**Your task**
Copy the following listing word for word, in full.

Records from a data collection
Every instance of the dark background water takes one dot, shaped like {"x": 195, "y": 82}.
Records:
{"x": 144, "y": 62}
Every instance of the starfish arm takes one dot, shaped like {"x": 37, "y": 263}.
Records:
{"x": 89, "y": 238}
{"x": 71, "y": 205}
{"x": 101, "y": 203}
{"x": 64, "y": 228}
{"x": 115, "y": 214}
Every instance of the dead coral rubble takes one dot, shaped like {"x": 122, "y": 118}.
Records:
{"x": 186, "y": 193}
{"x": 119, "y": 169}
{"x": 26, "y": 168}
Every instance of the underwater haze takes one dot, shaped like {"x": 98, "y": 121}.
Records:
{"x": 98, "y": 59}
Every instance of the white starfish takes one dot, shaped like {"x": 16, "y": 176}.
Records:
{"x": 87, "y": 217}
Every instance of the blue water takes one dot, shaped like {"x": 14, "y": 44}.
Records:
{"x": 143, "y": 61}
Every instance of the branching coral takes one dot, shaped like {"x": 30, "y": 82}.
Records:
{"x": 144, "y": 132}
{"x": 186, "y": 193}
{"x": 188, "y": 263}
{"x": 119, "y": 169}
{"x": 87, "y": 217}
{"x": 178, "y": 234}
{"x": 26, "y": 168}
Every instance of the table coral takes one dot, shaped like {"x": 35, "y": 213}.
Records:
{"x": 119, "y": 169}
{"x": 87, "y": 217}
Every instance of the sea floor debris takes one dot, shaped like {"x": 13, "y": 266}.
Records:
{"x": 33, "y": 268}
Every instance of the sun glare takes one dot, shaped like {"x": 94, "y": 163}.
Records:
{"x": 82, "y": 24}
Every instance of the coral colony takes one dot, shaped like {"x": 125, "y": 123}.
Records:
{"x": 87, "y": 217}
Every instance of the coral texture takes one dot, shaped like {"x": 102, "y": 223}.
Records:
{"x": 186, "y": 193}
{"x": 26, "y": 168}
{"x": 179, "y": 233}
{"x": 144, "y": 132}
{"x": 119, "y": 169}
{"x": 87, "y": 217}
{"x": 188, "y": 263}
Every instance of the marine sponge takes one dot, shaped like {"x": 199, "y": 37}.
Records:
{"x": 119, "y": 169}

**Final result**
Every instance of the dark background water takes one dot, shaped like {"x": 195, "y": 82}.
Records:
{"x": 144, "y": 62}
Every instance of the starfish arm takes one dot, shaped like {"x": 37, "y": 263}.
Records:
{"x": 89, "y": 238}
{"x": 71, "y": 205}
{"x": 101, "y": 203}
{"x": 64, "y": 228}
{"x": 115, "y": 214}
Every instance of the dead coral rubble takes one dot, shaped like {"x": 122, "y": 118}.
Records:
{"x": 186, "y": 193}
{"x": 119, "y": 169}
{"x": 26, "y": 168}
Every instance of the underwater haze takes one dot, shaped like {"x": 98, "y": 121}.
Records:
{"x": 98, "y": 59}
Every instance of the white starfish takes one dot, shaped like {"x": 16, "y": 176}.
Records:
{"x": 87, "y": 217}
Every instance of the blue water takes one dot, shaped like {"x": 14, "y": 44}.
Records:
{"x": 143, "y": 61}
Every instance of the branching coral takes one dot, shaped like {"x": 30, "y": 82}.
Records:
{"x": 144, "y": 132}
{"x": 186, "y": 193}
{"x": 188, "y": 263}
{"x": 119, "y": 169}
{"x": 87, "y": 217}
{"x": 178, "y": 234}
{"x": 26, "y": 168}
Every instance of the table coral takes one dot, shaped like {"x": 35, "y": 213}.
Records:
{"x": 119, "y": 169}
{"x": 87, "y": 217}
Every instance of the sea floor debris takes one dot, shaped like {"x": 13, "y": 266}.
Records:
{"x": 33, "y": 268}
Every instance of the sun glare takes one dot, shaped like {"x": 94, "y": 163}.
Records:
{"x": 82, "y": 24}
Every instance of the coral colony takes one dot, shaped like {"x": 125, "y": 123}.
Records:
{"x": 87, "y": 217}
Every instance of the coral texture takes one dot, shaped like {"x": 102, "y": 223}.
Records:
{"x": 186, "y": 193}
{"x": 26, "y": 168}
{"x": 179, "y": 233}
{"x": 144, "y": 132}
{"x": 119, "y": 169}
{"x": 87, "y": 217}
{"x": 188, "y": 263}
Every instance of the marine sponge takes one dot, shaped like {"x": 199, "y": 37}.
Records:
{"x": 119, "y": 169}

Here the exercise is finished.